[Exercise]:
Report every line in the listing below that contains the string "window", matching case exactly. Copy each such line in full.

--- BEGIN The input ---

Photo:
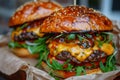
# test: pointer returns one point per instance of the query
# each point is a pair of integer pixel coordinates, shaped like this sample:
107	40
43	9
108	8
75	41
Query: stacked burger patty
69	41
25	23
80	42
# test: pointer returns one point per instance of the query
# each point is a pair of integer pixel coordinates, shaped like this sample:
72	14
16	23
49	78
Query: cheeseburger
25	24
80	42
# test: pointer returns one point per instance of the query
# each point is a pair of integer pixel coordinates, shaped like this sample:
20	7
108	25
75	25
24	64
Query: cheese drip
75	50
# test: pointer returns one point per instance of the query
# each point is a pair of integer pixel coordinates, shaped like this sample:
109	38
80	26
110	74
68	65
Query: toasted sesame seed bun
32	11
76	19
22	52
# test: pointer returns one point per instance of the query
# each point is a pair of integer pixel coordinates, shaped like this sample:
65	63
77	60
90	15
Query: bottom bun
66	74
22	52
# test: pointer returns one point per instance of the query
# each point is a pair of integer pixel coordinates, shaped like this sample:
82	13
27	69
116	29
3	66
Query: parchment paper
9	63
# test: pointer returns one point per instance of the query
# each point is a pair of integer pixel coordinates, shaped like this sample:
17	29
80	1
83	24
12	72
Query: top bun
32	11
76	19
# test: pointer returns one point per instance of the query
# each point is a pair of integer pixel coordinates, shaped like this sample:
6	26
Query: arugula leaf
56	65
110	63
71	36
80	70
102	67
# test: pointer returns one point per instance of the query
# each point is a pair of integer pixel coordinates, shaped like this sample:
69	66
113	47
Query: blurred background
110	8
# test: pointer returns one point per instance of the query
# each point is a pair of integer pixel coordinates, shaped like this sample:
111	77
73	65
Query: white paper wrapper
9	64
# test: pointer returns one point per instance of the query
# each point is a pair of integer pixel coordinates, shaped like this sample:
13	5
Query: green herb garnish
80	38
110	63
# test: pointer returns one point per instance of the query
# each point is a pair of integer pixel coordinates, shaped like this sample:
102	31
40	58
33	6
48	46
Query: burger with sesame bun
80	42
26	39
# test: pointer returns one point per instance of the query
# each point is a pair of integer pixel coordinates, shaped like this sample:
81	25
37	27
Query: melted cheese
76	51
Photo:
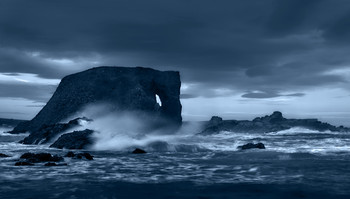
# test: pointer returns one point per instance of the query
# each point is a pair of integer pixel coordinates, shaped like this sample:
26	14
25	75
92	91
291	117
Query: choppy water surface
307	162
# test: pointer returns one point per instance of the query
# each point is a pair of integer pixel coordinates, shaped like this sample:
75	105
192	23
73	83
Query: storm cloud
254	49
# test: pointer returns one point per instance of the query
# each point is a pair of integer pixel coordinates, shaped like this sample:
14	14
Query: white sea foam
300	130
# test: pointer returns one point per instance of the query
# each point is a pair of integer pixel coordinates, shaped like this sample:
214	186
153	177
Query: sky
237	59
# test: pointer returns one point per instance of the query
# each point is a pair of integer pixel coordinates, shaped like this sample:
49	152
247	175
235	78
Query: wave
300	130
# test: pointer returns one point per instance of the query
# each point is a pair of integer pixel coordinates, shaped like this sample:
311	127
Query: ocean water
297	163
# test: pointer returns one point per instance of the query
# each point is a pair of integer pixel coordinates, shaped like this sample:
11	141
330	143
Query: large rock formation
269	123
126	89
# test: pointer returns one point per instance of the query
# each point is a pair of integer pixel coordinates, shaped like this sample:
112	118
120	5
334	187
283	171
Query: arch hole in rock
158	100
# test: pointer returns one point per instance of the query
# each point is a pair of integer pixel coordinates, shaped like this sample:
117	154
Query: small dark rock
85	155
4	155
70	154
41	157
50	164
252	146
56	158
138	151
74	140
88	156
23	163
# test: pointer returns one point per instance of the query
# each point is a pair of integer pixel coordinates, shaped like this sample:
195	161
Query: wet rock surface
41	157
127	89
51	164
139	151
74	140
270	123
4	155
47	133
23	163
84	155
252	146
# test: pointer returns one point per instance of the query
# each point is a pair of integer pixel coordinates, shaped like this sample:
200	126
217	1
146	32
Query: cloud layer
257	49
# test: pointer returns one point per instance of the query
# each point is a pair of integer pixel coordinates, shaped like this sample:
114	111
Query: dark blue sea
297	163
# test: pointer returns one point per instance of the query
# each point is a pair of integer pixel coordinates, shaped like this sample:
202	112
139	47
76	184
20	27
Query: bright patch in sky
21	78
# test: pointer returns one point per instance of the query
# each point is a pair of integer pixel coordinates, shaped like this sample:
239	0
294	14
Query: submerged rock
138	151
252	146
47	133
4	155
41	157
126	89
70	154
50	164
269	123
85	155
74	140
23	163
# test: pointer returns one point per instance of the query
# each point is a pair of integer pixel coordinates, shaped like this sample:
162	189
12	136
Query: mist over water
298	159
120	131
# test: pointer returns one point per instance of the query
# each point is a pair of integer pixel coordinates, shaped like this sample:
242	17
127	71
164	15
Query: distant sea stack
269	123
127	89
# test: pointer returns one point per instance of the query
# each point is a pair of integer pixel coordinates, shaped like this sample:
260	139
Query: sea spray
116	130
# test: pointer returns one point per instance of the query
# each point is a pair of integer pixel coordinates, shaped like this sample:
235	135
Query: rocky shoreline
269	123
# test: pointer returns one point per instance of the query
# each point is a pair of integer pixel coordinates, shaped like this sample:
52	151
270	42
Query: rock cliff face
126	89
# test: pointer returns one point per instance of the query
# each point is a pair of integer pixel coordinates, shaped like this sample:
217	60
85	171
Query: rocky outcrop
85	155
47	133
138	151
252	146
270	123
41	157
4	155
74	140
10	122
126	89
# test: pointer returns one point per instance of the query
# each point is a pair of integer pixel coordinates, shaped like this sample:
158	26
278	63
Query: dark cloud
37	93
223	48
261	95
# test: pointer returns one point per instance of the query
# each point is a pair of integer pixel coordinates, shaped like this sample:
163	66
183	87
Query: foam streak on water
317	159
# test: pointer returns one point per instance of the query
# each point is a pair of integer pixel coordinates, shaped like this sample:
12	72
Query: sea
297	163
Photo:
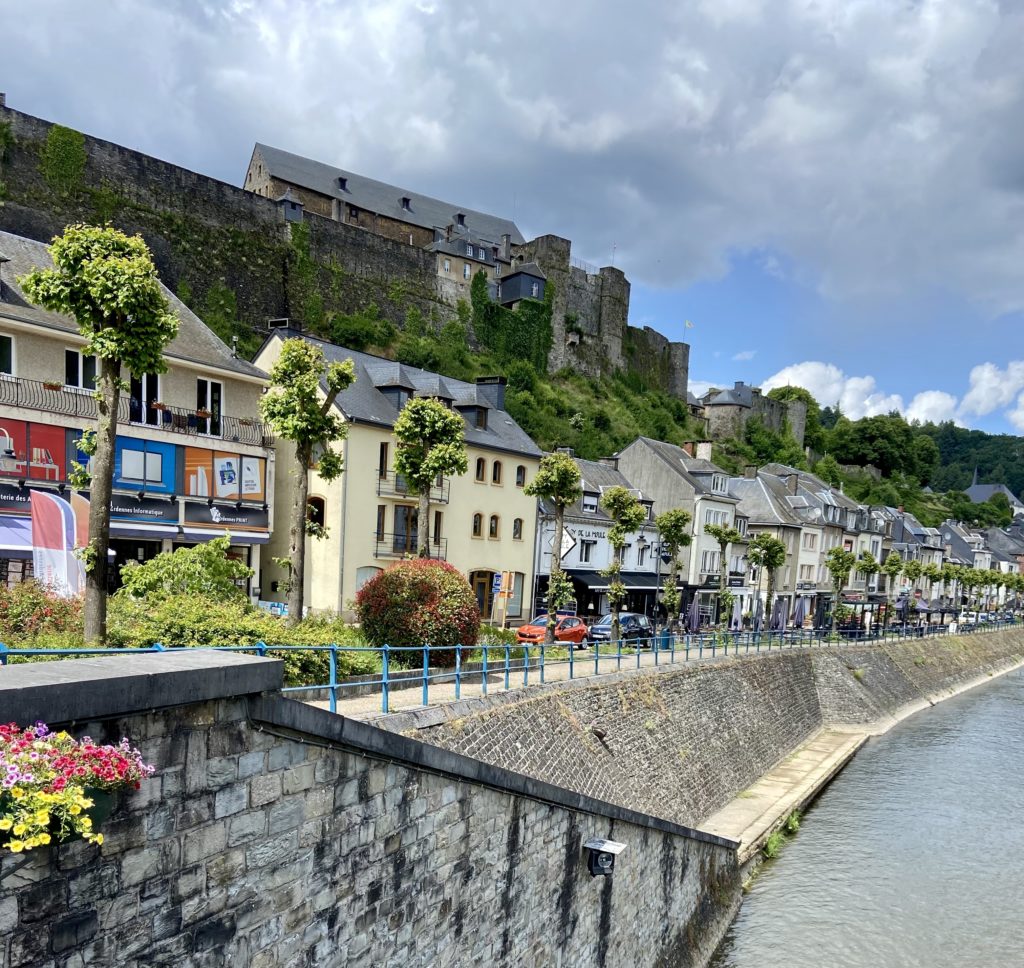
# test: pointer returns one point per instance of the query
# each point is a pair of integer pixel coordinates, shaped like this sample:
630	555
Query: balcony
403	544
391	485
54	398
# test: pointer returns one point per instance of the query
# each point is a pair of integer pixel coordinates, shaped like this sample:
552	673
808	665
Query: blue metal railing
398	674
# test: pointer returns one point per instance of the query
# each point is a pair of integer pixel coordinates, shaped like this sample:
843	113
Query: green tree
768	554
828	470
558	481
674	530
840	562
107	281
203	572
725	536
430	444
299	408
627	515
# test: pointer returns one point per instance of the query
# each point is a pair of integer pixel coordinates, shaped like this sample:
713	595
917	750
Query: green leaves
107	281
430	442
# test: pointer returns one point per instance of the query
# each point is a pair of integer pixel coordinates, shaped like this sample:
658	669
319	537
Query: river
912	856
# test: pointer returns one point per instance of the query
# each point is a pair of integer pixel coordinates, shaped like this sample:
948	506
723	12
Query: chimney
493	389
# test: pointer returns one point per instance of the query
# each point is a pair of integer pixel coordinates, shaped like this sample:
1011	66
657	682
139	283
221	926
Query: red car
567	629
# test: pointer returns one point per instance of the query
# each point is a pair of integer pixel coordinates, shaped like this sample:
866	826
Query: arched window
316	511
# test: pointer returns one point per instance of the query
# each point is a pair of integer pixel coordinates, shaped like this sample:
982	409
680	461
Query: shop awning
143	532
238	537
634	581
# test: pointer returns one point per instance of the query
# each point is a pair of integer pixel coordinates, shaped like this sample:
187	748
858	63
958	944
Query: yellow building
193	458
481	522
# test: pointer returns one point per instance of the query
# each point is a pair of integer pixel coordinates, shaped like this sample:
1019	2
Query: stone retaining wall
682	741
274	834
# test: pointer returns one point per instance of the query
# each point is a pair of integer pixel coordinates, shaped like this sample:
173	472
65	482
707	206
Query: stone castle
235	255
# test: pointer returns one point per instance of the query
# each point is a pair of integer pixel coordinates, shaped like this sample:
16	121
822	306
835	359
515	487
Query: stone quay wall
274	833
683	741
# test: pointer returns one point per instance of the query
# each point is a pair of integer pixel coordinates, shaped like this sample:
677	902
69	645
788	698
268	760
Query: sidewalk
753	815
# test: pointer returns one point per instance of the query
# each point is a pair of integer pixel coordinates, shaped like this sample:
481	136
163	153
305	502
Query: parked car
632	626
567	629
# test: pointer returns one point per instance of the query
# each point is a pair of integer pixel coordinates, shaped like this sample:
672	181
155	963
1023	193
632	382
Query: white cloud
857	395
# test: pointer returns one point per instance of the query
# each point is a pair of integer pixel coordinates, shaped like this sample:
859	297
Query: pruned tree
299	407
627	515
725	536
430	444
768	553
840	562
674	530
558	481
107	281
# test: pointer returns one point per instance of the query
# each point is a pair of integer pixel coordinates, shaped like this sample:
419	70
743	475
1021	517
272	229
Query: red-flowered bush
415	602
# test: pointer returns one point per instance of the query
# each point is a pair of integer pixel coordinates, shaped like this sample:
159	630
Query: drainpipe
344	528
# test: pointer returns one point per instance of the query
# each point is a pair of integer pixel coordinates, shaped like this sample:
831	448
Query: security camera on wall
601	856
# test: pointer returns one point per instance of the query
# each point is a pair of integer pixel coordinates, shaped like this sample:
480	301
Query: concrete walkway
753	815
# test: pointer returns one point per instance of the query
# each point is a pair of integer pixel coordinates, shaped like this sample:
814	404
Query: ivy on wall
523	333
61	160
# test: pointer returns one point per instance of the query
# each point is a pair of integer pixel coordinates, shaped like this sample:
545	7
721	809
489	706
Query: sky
830	192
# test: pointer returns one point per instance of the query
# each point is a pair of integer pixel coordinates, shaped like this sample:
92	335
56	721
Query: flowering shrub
48	784
419	601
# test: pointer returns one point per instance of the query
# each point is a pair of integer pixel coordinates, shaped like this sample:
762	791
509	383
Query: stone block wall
276	834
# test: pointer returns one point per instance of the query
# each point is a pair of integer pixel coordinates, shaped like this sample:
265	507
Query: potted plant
54	788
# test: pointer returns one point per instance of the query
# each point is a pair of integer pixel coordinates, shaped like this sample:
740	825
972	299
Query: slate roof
196	342
364	402
381	198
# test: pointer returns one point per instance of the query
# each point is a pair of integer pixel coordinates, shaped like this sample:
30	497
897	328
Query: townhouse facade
586	550
193	459
481	522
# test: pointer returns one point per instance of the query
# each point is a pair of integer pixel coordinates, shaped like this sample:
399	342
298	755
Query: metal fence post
333	681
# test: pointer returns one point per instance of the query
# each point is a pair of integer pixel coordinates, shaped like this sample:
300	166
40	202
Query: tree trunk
556	569
423	523
100	488
297	536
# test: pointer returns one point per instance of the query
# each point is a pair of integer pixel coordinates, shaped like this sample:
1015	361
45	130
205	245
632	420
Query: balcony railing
55	398
393	485
400	545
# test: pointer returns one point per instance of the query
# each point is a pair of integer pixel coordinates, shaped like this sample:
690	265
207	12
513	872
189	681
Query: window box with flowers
54	788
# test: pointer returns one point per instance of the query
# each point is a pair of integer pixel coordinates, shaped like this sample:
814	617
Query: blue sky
832	192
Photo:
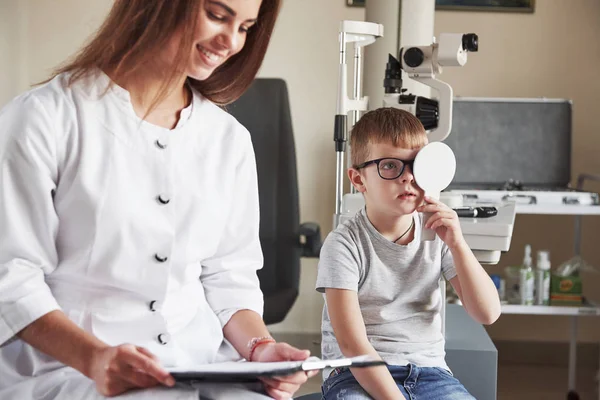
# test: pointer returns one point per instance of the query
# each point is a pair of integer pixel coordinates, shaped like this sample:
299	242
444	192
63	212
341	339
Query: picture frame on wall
355	3
524	6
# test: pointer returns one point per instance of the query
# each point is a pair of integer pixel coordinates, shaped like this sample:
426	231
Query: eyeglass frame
378	160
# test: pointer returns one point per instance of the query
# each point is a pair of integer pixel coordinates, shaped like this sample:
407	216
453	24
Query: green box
566	290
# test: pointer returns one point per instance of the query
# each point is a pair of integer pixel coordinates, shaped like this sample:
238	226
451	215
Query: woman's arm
349	328
474	286
246	325
28	230
114	369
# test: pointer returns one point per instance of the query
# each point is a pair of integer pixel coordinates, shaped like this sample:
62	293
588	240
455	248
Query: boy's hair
385	125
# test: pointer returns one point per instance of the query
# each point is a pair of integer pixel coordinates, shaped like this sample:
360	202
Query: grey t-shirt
398	290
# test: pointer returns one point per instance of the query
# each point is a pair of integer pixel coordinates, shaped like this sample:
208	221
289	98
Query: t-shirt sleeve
339	263
448	268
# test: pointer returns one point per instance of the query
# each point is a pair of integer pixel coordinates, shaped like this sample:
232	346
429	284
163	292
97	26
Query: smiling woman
128	249
137	30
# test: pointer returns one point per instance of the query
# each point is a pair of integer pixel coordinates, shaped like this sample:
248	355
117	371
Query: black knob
160	258
162	199
470	42
414	57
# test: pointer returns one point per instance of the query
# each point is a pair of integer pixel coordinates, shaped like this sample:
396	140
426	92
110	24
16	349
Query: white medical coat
139	234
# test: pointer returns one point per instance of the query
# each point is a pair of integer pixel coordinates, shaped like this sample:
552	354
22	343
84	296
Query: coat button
160	144
160	258
154	305
163	199
164	338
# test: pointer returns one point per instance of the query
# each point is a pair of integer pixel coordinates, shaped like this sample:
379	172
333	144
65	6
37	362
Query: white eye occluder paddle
433	169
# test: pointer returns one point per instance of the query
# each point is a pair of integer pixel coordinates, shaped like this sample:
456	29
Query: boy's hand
444	221
283	387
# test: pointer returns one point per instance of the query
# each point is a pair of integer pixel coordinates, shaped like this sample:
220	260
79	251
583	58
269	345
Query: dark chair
265	111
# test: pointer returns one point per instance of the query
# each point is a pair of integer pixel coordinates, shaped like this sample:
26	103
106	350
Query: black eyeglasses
388	168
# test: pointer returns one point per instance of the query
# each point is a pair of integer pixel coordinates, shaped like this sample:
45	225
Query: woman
129	209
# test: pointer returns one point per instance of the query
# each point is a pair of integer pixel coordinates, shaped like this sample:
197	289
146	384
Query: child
381	282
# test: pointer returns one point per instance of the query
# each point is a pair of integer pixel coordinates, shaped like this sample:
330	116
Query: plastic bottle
526	280
542	278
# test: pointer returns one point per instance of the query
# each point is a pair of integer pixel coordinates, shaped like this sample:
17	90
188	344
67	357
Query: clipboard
247	372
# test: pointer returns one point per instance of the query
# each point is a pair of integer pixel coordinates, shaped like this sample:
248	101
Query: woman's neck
143	90
392	227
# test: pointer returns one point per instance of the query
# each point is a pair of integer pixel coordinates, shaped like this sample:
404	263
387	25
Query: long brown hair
134	28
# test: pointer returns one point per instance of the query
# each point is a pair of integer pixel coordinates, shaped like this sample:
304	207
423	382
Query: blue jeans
415	383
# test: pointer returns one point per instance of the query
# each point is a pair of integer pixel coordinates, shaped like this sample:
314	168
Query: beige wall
553	53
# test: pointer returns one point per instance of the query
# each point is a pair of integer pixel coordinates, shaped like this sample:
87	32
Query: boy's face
395	197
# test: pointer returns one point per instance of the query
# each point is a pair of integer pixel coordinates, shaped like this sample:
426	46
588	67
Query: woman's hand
282	387
118	369
444	221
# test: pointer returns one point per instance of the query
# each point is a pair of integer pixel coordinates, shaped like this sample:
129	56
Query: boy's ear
356	180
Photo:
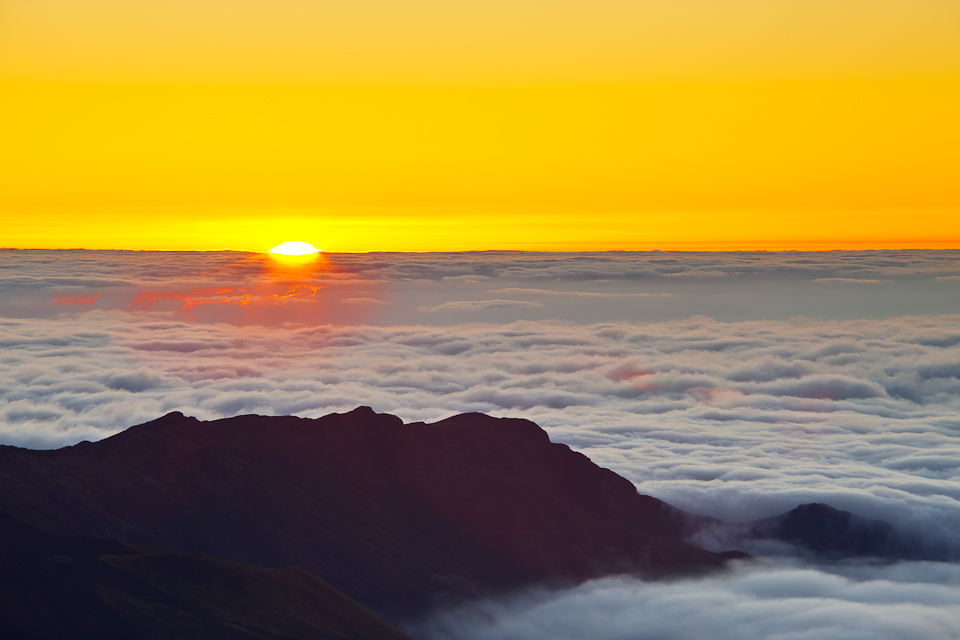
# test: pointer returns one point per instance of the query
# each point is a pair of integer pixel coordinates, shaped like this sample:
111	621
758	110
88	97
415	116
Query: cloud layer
735	419
732	385
899	602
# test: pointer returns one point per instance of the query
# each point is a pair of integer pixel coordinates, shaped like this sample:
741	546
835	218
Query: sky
437	126
713	245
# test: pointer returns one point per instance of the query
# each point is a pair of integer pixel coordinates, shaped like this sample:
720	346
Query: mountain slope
79	588
397	516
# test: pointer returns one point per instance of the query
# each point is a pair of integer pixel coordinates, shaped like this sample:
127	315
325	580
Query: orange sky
429	125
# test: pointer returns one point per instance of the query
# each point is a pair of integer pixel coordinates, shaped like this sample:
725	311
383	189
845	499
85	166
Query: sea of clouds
733	385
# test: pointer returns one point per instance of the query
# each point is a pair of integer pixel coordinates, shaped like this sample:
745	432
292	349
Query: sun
294	248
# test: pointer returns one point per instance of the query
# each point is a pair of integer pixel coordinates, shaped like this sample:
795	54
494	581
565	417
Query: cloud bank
738	419
732	385
899	602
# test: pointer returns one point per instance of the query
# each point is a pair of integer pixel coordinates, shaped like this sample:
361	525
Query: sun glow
294	248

--- END The input ---

[Answer to the exercise]:
Query: arched window
Query: window box with flowers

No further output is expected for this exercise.